• **Exercise materials**:
□ □ □ □
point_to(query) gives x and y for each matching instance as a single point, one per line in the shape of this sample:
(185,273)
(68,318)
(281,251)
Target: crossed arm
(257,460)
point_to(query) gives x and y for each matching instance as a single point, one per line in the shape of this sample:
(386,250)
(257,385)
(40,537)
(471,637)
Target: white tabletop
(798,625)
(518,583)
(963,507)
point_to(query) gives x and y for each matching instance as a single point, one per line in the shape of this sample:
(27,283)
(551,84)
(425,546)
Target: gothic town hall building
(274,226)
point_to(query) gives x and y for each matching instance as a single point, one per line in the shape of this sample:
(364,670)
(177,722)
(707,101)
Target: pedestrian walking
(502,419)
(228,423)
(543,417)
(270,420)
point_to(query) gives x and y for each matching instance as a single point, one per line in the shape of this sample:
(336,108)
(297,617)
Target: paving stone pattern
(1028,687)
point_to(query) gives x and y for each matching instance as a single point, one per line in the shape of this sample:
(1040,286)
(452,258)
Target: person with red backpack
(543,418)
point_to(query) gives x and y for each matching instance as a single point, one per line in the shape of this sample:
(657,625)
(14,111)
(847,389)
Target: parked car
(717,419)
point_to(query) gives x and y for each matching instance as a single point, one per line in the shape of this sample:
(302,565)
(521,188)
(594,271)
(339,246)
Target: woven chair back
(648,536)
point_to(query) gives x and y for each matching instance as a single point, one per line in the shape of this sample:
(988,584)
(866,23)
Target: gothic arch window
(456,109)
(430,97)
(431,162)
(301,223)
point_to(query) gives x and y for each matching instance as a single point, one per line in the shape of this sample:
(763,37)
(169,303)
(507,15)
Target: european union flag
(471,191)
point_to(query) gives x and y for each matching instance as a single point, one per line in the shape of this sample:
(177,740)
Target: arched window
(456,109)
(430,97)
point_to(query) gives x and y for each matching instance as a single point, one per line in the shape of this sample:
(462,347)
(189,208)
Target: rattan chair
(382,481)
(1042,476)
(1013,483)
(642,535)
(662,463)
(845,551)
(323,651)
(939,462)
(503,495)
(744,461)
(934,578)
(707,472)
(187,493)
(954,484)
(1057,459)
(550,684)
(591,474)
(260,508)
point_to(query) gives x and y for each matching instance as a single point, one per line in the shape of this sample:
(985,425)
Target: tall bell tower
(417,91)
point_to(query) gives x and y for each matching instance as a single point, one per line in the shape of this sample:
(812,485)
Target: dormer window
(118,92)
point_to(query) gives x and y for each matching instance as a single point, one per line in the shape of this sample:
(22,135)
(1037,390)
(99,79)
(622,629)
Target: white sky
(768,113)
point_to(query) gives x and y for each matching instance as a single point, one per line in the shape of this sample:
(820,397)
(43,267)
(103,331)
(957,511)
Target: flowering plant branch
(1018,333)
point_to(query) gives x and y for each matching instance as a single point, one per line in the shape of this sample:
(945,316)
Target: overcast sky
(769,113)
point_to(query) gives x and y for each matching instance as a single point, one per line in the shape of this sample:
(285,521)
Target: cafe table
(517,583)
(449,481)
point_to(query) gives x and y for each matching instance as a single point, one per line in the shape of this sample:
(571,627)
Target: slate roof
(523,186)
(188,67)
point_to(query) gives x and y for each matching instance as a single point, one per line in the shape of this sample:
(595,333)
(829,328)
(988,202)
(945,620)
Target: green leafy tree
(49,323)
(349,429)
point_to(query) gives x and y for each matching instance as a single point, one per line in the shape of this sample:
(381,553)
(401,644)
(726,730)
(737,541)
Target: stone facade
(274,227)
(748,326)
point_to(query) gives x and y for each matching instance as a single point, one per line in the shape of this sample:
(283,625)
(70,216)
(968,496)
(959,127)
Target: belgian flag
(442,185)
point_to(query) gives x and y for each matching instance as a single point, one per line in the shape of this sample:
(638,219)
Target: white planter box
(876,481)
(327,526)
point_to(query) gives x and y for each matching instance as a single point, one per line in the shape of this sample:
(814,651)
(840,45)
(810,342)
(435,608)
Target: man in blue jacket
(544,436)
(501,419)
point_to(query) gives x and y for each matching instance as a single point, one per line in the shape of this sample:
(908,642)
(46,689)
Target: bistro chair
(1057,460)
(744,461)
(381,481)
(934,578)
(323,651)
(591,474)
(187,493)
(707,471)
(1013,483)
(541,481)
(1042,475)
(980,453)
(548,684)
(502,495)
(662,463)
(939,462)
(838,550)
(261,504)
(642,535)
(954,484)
□ □ □ □
• **Exercise details**:
The records are to be retyped exactly. No line may be skipped.

• **Solution**:
point_to(query) gives x and y for each matching instance as a single point, one per line in the shape of this sample:
(185,273)
(68,318)
(281,251)
Target: crossed arm
(257,460)
point_to(query) gives x and y for each matching instance as a single point, one per line in the shape of this sample:
(386,250)
(257,385)
(40,537)
(471,637)
Target: white tabletop
(798,625)
(518,583)
(963,507)
point_to(query) gives x and y for each matching instance as a single point, one per line in the shape of this sample:
(27,283)
(551,84)
(425,546)
Target: gothic town hall building
(274,226)
point_to(query) gives x and y for each matching instance as a single point, one per line in the shape of this sample:
(364,670)
(177,722)
(707,101)
Target: pedestrian walking
(502,419)
(228,423)
(543,417)
(270,420)
point_to(query) gives x and y for each matching instance as a single point, one per line in the shape of this sample:
(336,108)
(297,617)
Target: paving stone pattern
(1028,687)
point_to(query) gives x and y for each matching instance as a single point, one per line in the shape of this sample:
(1040,286)
(452,258)
Target: person with red backpack
(543,418)
point_to(query) gives x and y for each matching instance as a single point, one per line in the shape of this sample:
(657,625)
(14,111)
(847,389)
Target: parked car
(717,419)
point_to(query) gives x and y for each matching instance as a single point, one per line in the shape of this sample:
(302,565)
(521,188)
(594,271)
(339,246)
Target: woven chair back
(648,536)
point_to(query) gives x and y for each matching instance as a single point, one per line in the shape of this sample:
(988,584)
(866,23)
Target: gothic arch window
(456,109)
(430,97)
(431,162)
(301,223)
point_to(query) gives x and y for each matching instance as a single point, one per line in the shape of this sample:
(763,37)
(169,303)
(507,15)
Target: european union flag
(471,191)
point_to(query) gives x and y for each matching instance as a single point, one per line in the shape of this sample:
(177,740)
Target: arched window
(456,109)
(430,97)
point_to(query) gives x and y for each matching instance as a single point, one per line in the shape of this sample:
(462,347)
(189,208)
Target: rattan chair
(382,481)
(1042,476)
(1013,483)
(642,535)
(662,463)
(845,551)
(323,651)
(939,462)
(503,495)
(744,461)
(934,578)
(707,472)
(187,493)
(954,484)
(1057,459)
(550,684)
(591,474)
(260,508)
point_to(query) gives x and y for each matching instance as a single point, one per line in the shape of this sample:
(985,425)
Target: tall bell tower
(417,91)
point_to(query) gives x and y for each matching instance as a single point, one per line in the shape of this sample:
(812,485)
Target: dormer window
(118,92)
point_to(query) gives x and y for each matching instance as a single point, one per line in the shape of this sample:
(22,135)
(1037,390)
(99,79)
(622,629)
Target: white sky
(768,113)
point_to(query) gives x and y for each matching instance as a single point, one per line in the shape of this sample:
(820,397)
(43,267)
(103,331)
(957,511)
Target: flowering plant branch
(1018,333)
point_to(query) gives x and y for each matching instance as a single point, one per line in the shape of this sample:
(945,316)
Target: overcast sky
(769,113)
point_to(query) gives x and y for each matching instance as a single point, one per line in the shape of this sample:
(285,521)
Target: cafe table
(517,583)
(449,481)
point_to(query) gives x and y for each matching instance as a single point, one per line in the shape of this sample:
(571,627)
Target: slate roof
(523,186)
(188,67)
point_to(query) gives x and y for each matching instance as a single point, one per line in the shape of this sample:
(595,333)
(829,328)
(988,202)
(945,620)
Target: green leafy tree
(49,323)
(349,429)
point_to(query) gives x and y for each matching instance as a single point, one per line in the shape of this sample:
(381,553)
(401,644)
(726,730)
(737,541)
Target: stone facade
(274,227)
(748,326)
point_to(query) gives x and y for each matching instance as a single point, one per line in the shape of this sample:
(283,625)
(70,216)
(968,496)
(959,127)
Target: belgian flag
(442,185)
point_to(query) gives x and y for each matching instance as a single point, one per line in the shape of this sample:
(638,219)
Target: white planter box
(876,481)
(327,526)
point_to(query) gives x and y for each matching instance as a single point, one per line in the shape of this sample:
(814,651)
(840,45)
(810,342)
(435,608)
Target: man in blue jacket
(544,436)
(501,419)
point_to(query) gives x and y for each matching instance as a single point, one per line in the shape of this sample:
(908,642)
(46,689)
Target: bistro chair
(1057,460)
(744,461)
(381,481)
(934,578)
(323,651)
(591,474)
(187,493)
(707,471)
(1013,483)
(541,481)
(1042,475)
(980,453)
(548,684)
(502,495)
(662,463)
(939,462)
(838,550)
(261,504)
(642,535)
(954,484)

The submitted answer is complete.